Classic example of developer wanting to use something else that doesn’t exist.
When I join NJCPA in 2014, I needed to track development time for projects for multiple reasons. Did some research and fell in love with Toggl Track (seriously if you need to track time, look at Toggl Track). Then when I went from NJCPA to CPAMB I brought it along and implemented it’s use within the dev team. Then I went from CPAMB to PerByte, a consulting firm where time tracking is key. But, I disliked the time tracker that the product PerByte was using… so being me, I continued to use Toggl and just manually entered my time entries. That was fine for initially but I very quickly hate doing time entries… Wait! The product PerByte uses has an API!!! Toggl Track has an API!!! Chrono was born.
Chrono was a simple web app that allowed me to easily select Toggl Entries and almost 1 button click to create a time entry in the product PerByte was using.
Infrastructure
- Hosting: Azure Static Web App
- Client: Nuxt 2 SSG
- API: Azure C# .Net 6 Functions
- Authentication: Azure Static Web App built in Azure AD
- Integration: Azure Table Storage for cached data as the product PerByte used’s API had a max 100 items per request and wasn’t the fastest thing in the world.

**INFORMATION SHOWN**

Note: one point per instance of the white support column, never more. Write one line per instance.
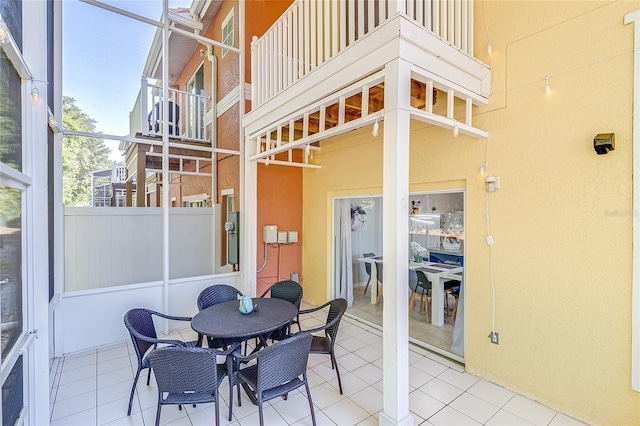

**GOAL OF THE EXERCISE**
Continue the write-up about the Chrono time-entry app from where it stops.

**RIGHT ANSWER**
- Integration: Toggl Track API and Reports API
- Integration: Product PerByte is using
Features
-
My Week and My Day
- A listing of all the tasks assigned to me for the week
- Listing could be filtered out a few way
- Took the idea from Microsoft ToDo to select those tasks into “MyDay”
-
Hours Allocations (this never worked correctly)
- Split out the tasks and time entries into there respected allocation buckets
- Idea was to make sure hours were getting allocated correctly and keeping up with company goals.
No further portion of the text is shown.